Required work: Start with the line containing "Practice step: indicate the pearl" and write out each line through the end of the listing, exactly as given.
#####
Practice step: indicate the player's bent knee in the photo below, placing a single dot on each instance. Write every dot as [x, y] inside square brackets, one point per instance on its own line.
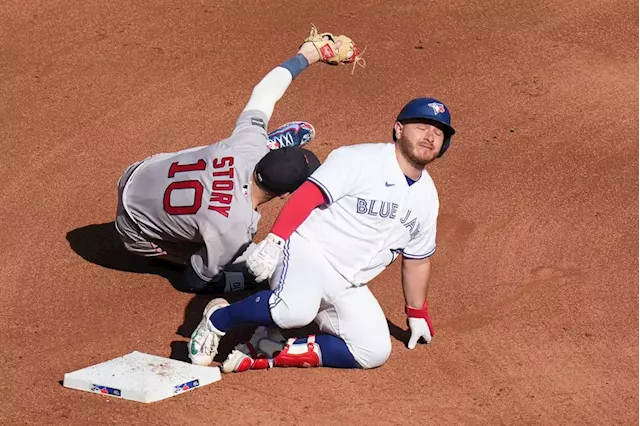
[373, 355]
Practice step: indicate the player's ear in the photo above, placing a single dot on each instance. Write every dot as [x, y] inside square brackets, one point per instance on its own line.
[397, 128]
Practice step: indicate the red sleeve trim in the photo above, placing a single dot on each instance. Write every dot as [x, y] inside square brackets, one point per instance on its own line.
[306, 198]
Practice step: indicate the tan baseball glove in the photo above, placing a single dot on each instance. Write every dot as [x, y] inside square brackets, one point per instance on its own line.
[335, 50]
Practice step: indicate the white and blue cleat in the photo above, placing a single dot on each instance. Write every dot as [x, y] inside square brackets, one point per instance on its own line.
[295, 133]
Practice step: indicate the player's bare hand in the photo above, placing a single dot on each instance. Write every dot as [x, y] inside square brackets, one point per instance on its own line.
[264, 259]
[419, 330]
[420, 326]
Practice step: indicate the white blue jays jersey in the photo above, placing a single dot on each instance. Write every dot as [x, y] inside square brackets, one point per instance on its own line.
[372, 214]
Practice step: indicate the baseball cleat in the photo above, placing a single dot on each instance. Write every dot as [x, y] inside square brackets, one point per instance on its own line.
[257, 353]
[295, 133]
[204, 342]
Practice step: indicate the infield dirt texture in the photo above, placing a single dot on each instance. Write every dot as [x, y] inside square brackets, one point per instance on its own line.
[534, 294]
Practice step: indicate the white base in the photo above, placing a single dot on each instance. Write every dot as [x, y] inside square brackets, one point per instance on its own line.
[141, 377]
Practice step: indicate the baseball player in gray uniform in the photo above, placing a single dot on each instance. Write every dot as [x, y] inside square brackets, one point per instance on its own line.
[198, 206]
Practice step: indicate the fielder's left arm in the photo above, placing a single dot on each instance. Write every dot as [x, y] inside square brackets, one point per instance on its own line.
[415, 283]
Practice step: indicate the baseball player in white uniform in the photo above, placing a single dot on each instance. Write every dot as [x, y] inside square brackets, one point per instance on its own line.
[360, 210]
[199, 206]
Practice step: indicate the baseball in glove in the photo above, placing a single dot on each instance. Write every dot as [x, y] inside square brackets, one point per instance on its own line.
[335, 50]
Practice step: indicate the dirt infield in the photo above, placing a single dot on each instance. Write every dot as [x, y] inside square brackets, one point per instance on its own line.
[535, 289]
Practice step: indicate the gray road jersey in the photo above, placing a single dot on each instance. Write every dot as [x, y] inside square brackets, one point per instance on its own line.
[202, 195]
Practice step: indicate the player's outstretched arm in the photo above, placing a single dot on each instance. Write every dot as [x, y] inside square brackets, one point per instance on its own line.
[272, 87]
[317, 47]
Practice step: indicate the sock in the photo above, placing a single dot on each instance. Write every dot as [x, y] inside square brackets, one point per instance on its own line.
[335, 352]
[254, 309]
[296, 64]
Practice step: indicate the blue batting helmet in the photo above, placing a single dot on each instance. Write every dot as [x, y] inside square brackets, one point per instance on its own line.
[428, 109]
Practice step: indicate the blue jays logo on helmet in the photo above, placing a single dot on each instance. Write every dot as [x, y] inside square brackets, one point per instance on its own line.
[437, 107]
[428, 109]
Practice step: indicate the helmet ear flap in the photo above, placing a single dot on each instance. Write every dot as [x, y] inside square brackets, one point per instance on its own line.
[445, 146]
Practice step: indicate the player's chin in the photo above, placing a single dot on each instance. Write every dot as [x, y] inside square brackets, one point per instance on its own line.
[427, 155]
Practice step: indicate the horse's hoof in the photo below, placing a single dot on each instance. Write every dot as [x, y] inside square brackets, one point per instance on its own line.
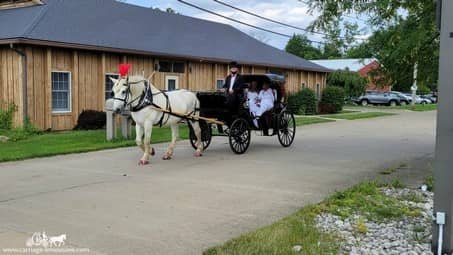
[143, 162]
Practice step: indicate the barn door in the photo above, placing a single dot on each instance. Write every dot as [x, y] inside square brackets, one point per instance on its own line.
[171, 83]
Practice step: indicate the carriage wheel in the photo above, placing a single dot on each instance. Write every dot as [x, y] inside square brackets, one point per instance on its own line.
[239, 136]
[286, 128]
[206, 135]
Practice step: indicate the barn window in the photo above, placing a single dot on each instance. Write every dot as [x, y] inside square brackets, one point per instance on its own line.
[171, 67]
[61, 91]
[109, 84]
[318, 91]
[220, 83]
[171, 83]
[178, 67]
[165, 66]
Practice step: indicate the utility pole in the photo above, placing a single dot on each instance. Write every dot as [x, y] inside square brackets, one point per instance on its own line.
[443, 166]
[414, 86]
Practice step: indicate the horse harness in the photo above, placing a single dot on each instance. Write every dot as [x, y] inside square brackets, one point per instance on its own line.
[146, 99]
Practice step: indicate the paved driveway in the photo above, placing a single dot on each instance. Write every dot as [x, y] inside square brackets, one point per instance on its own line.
[105, 202]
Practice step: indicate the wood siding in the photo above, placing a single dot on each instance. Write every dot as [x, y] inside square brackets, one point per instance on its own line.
[88, 70]
[11, 87]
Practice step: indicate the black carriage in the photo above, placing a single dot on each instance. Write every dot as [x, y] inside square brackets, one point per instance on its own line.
[238, 124]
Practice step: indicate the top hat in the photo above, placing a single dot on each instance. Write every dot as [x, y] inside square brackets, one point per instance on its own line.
[234, 64]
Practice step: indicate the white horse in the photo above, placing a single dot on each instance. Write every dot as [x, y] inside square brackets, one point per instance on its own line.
[130, 92]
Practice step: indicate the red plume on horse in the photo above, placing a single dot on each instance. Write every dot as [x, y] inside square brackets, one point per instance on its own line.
[123, 69]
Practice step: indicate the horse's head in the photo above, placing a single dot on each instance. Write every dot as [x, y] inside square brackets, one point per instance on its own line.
[121, 94]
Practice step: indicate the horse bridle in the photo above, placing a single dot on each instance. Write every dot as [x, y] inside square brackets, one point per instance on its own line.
[141, 97]
[128, 92]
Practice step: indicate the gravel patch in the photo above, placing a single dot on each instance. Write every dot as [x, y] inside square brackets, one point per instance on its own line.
[405, 236]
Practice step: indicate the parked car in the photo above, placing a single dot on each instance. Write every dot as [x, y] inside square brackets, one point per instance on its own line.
[430, 97]
[376, 97]
[420, 100]
[404, 99]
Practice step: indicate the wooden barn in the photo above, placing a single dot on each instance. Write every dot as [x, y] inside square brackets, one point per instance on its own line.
[57, 55]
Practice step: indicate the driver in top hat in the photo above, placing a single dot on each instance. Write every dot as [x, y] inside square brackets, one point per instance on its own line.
[234, 86]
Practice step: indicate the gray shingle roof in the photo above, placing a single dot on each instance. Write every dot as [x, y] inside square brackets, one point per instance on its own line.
[110, 24]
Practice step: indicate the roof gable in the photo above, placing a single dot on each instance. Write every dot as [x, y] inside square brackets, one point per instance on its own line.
[110, 24]
[352, 64]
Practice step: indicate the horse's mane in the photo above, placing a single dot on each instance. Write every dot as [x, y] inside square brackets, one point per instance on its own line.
[138, 78]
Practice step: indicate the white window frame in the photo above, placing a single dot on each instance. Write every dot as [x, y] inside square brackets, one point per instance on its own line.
[105, 75]
[217, 81]
[69, 92]
[171, 77]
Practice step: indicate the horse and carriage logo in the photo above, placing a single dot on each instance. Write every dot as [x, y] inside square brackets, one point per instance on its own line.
[41, 239]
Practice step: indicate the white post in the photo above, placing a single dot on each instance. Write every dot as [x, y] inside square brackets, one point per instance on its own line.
[111, 123]
[126, 124]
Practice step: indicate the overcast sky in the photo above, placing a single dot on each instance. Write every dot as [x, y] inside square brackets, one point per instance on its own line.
[288, 11]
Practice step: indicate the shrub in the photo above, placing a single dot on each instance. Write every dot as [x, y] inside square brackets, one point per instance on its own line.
[6, 115]
[332, 100]
[302, 102]
[91, 119]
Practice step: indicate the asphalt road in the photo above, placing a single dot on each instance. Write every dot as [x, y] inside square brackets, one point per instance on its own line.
[105, 202]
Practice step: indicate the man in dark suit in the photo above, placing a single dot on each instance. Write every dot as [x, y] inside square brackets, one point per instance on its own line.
[234, 87]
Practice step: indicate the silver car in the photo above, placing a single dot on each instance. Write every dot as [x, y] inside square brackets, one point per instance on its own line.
[376, 97]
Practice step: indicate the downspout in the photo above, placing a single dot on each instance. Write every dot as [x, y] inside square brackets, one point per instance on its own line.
[24, 81]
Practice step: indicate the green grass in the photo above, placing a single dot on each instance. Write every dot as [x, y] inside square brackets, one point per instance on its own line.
[280, 237]
[24, 146]
[365, 199]
[56, 143]
[359, 115]
[420, 107]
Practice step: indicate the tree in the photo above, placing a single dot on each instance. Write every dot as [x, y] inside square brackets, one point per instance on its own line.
[299, 45]
[353, 84]
[406, 34]
[362, 50]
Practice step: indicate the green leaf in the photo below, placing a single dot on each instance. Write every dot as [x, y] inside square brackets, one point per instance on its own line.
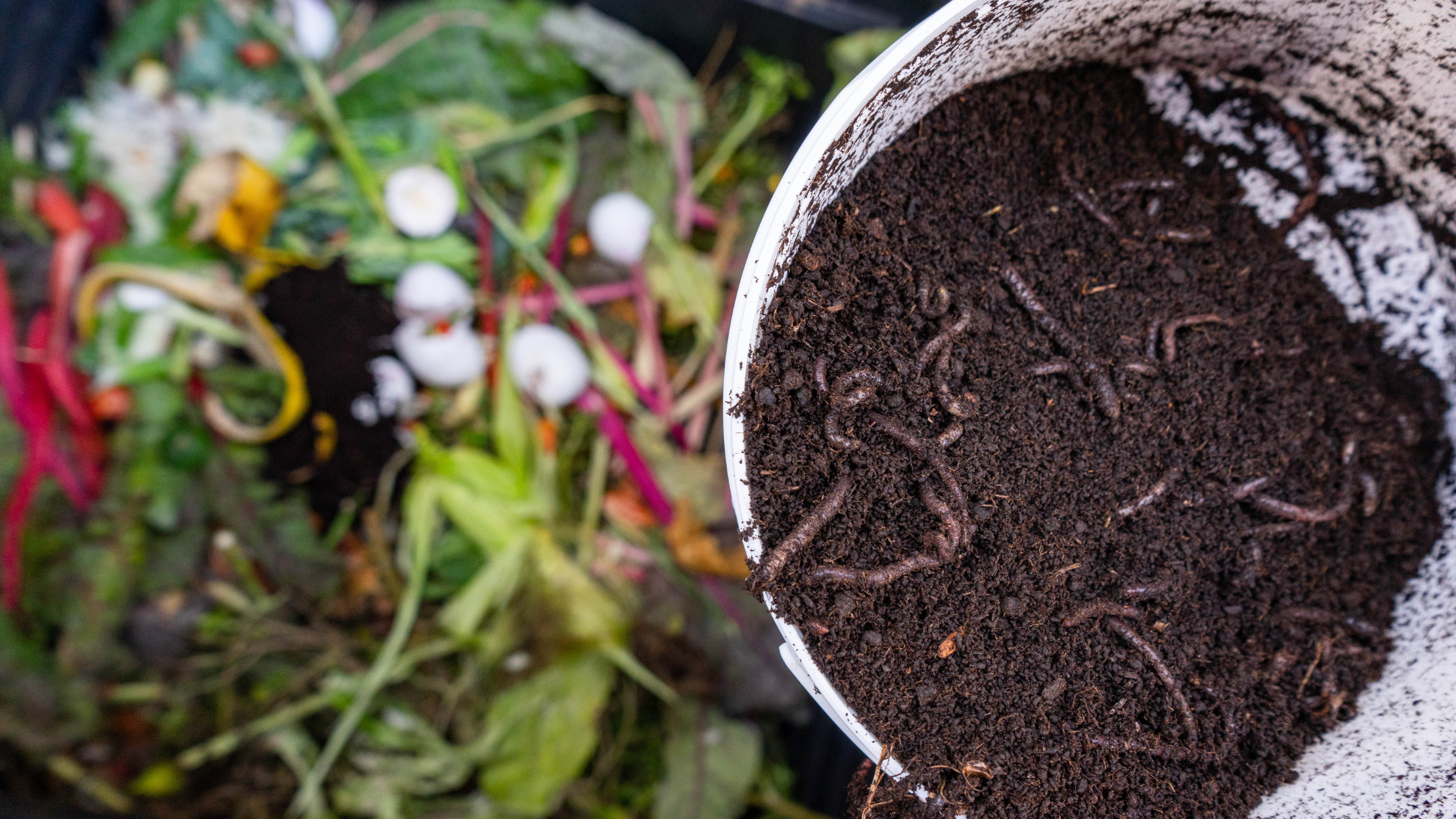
[623, 58]
[711, 764]
[491, 588]
[144, 32]
[543, 731]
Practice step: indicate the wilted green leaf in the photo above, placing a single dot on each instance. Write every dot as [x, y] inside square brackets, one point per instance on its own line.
[623, 58]
[543, 731]
[711, 764]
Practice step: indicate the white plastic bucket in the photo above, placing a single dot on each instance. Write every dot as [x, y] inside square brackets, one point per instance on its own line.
[1384, 68]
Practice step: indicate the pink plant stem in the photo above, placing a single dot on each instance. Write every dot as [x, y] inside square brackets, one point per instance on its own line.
[616, 433]
[647, 326]
[595, 295]
[683, 164]
[698, 424]
[651, 118]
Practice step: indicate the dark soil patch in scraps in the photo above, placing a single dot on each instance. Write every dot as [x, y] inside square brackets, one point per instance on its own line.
[1060, 563]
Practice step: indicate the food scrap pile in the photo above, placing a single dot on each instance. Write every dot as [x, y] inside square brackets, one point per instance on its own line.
[361, 381]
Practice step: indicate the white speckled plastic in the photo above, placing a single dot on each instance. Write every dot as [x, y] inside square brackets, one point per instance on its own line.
[1385, 68]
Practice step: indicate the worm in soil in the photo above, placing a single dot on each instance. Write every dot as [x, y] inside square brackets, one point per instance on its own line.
[1174, 752]
[939, 305]
[1089, 203]
[1193, 237]
[1174, 690]
[1147, 185]
[1147, 589]
[807, 529]
[872, 577]
[1321, 617]
[1102, 385]
[1372, 495]
[1100, 608]
[1174, 326]
[944, 340]
[1141, 368]
[1248, 489]
[1152, 495]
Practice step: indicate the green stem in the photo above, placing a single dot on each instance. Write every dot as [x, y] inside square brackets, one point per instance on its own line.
[309, 790]
[596, 489]
[736, 136]
[330, 112]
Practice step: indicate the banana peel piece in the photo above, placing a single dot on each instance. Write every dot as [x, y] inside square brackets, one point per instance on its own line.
[223, 298]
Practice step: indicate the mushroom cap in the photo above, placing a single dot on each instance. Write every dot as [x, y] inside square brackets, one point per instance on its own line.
[313, 28]
[421, 200]
[548, 365]
[619, 226]
[393, 385]
[432, 291]
[142, 298]
[440, 359]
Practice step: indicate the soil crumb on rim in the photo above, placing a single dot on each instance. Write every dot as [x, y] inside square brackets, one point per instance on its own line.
[1082, 489]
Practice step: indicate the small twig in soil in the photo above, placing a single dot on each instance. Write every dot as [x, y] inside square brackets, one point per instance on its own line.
[1147, 185]
[1101, 384]
[1152, 495]
[1191, 237]
[941, 302]
[1372, 495]
[1100, 608]
[1174, 690]
[1174, 752]
[1174, 326]
[872, 577]
[1088, 202]
[1323, 617]
[1147, 589]
[807, 529]
[1250, 487]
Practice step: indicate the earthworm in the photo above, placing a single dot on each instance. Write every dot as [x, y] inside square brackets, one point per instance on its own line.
[807, 528]
[1089, 203]
[1141, 368]
[1321, 617]
[1174, 690]
[1147, 185]
[1152, 495]
[1247, 489]
[1372, 495]
[1305, 515]
[1194, 237]
[1150, 353]
[1173, 327]
[1102, 385]
[1147, 589]
[935, 344]
[872, 577]
[1174, 752]
[942, 299]
[1100, 608]
[951, 435]
[948, 519]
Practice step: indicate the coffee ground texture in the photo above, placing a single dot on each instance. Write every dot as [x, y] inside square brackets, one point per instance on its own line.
[1081, 486]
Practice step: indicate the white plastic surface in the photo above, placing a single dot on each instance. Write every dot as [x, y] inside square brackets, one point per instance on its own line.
[1381, 68]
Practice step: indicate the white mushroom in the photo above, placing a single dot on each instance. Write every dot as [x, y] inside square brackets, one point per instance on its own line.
[619, 226]
[393, 385]
[548, 365]
[440, 356]
[432, 291]
[421, 200]
[313, 27]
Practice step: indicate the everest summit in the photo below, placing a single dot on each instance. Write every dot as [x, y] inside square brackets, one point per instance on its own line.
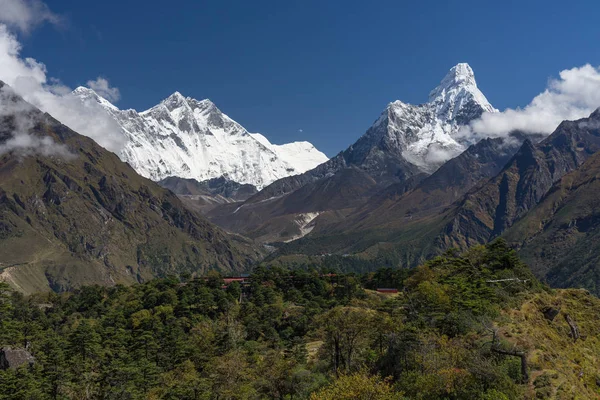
[187, 138]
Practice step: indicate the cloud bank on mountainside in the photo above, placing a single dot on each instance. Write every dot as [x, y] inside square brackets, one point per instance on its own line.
[574, 95]
[28, 77]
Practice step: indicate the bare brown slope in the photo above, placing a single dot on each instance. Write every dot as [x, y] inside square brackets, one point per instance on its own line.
[90, 218]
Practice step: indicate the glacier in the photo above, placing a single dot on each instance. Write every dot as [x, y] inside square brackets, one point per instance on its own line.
[190, 138]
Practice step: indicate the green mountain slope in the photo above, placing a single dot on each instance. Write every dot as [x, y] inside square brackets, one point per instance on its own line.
[80, 215]
[560, 238]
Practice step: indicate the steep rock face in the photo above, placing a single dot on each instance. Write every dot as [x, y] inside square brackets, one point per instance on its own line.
[188, 138]
[523, 182]
[560, 237]
[72, 213]
[405, 144]
[215, 187]
[407, 139]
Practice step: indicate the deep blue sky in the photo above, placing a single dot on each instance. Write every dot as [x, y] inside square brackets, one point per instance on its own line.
[326, 67]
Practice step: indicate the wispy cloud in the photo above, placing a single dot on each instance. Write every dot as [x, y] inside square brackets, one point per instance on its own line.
[28, 77]
[103, 88]
[25, 15]
[574, 95]
[18, 119]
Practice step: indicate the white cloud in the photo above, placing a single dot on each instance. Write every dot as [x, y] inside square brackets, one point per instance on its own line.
[28, 77]
[16, 117]
[24, 15]
[575, 94]
[103, 88]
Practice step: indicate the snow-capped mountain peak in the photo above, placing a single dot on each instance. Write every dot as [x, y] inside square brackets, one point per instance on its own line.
[190, 138]
[426, 135]
[87, 94]
[458, 93]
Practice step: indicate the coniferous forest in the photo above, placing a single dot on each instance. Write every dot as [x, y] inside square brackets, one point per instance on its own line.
[475, 325]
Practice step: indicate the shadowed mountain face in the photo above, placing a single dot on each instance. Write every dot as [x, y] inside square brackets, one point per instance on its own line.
[523, 182]
[212, 187]
[458, 206]
[404, 145]
[72, 213]
[560, 237]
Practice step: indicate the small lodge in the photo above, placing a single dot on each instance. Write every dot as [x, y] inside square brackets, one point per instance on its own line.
[387, 290]
[14, 358]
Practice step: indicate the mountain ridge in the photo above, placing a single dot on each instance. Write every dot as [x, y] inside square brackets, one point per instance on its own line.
[190, 138]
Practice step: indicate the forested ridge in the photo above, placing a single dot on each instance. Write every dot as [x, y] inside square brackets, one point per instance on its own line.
[463, 326]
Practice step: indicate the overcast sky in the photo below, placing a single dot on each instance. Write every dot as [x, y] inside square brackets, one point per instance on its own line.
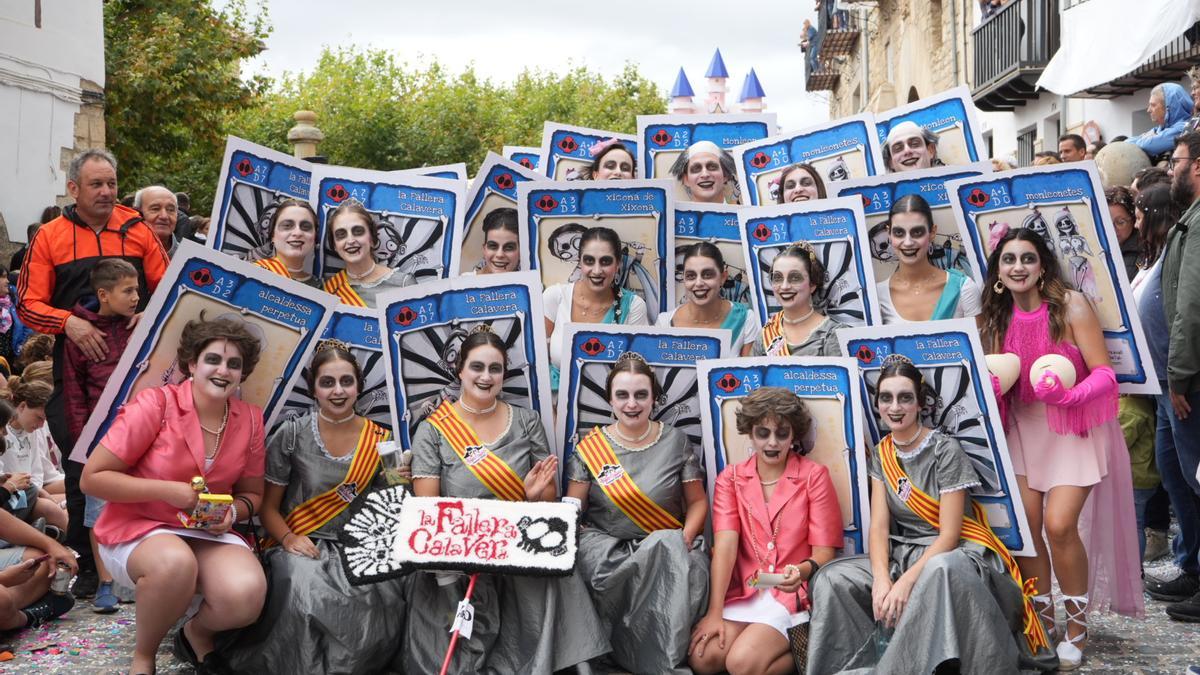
[503, 37]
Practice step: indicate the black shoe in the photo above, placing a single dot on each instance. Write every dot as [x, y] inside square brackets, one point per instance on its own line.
[1176, 590]
[85, 584]
[1187, 610]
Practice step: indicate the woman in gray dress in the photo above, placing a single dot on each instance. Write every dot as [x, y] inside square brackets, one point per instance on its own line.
[634, 549]
[939, 589]
[354, 236]
[798, 329]
[522, 623]
[316, 465]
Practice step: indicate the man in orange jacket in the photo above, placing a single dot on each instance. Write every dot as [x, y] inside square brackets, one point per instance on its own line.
[57, 274]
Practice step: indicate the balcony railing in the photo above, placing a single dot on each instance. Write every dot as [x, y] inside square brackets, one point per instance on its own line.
[1011, 51]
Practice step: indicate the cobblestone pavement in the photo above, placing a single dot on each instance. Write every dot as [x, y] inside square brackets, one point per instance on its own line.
[85, 643]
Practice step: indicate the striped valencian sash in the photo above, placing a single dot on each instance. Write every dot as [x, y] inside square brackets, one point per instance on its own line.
[492, 471]
[618, 487]
[312, 514]
[773, 334]
[973, 530]
[274, 264]
[340, 285]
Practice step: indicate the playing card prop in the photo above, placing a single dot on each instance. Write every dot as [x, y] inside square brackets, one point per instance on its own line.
[1066, 205]
[556, 215]
[567, 149]
[495, 187]
[672, 352]
[838, 233]
[718, 225]
[285, 315]
[664, 138]
[253, 180]
[418, 217]
[951, 249]
[952, 362]
[840, 150]
[831, 392]
[425, 327]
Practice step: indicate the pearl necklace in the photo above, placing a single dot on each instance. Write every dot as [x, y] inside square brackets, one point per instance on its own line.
[322, 414]
[489, 410]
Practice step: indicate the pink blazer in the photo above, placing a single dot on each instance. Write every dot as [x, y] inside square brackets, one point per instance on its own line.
[157, 434]
[805, 508]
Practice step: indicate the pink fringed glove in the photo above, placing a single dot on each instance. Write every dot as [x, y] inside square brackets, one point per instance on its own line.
[1101, 383]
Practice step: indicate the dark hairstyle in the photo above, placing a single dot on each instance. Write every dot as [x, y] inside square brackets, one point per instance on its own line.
[811, 264]
[199, 333]
[330, 351]
[634, 363]
[1075, 139]
[778, 404]
[33, 393]
[997, 308]
[705, 250]
[501, 219]
[479, 339]
[109, 270]
[347, 207]
[805, 167]
[1159, 213]
[285, 204]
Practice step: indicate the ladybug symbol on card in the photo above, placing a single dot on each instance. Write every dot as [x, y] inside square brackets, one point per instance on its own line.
[406, 316]
[729, 382]
[337, 193]
[202, 276]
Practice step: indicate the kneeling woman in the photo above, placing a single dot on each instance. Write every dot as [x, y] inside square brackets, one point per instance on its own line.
#####
Exercise output:
Practice step: indicate the pearl necklace in the photo above, placing a single dot on each instance. Write every dot as [x, y] inside square brackets, one point per instance on its own line.
[322, 414]
[489, 410]
Practice step: indicate the pink blazer in the photo above, placing a single dot on each instance. Write every dot as [x, y] inside square brackets, one point per instance on its own line.
[157, 434]
[805, 508]
Practice step: indicate the pink fringed glove in the photo above, placing a single dot on each instance. Write every dot as [x, y] inside square brackets, one point per instance on its own line.
[1101, 383]
Practice step: indicate the dark hairstyle in the photo above, placing a single dot on each instance. Write every dot as [x, y] inside square brackets, one point per instance on its own line.
[811, 264]
[199, 333]
[330, 351]
[634, 363]
[1075, 139]
[778, 404]
[33, 393]
[997, 308]
[705, 250]
[501, 219]
[479, 339]
[109, 270]
[347, 207]
[805, 167]
[1159, 213]
[285, 204]
Practice step: indicate the ladybug symbol on card in the photo above, placing a single dot on each instance. Write every dot as [x, y] inside square brackets, one point per instance on its own line.
[406, 316]
[729, 382]
[337, 193]
[202, 276]
Practice step: indicate the kneeling woman in the photo above, placing a single dot on each instance. Write every dot as [x, y] inside square brackets, one point per instance on its own line.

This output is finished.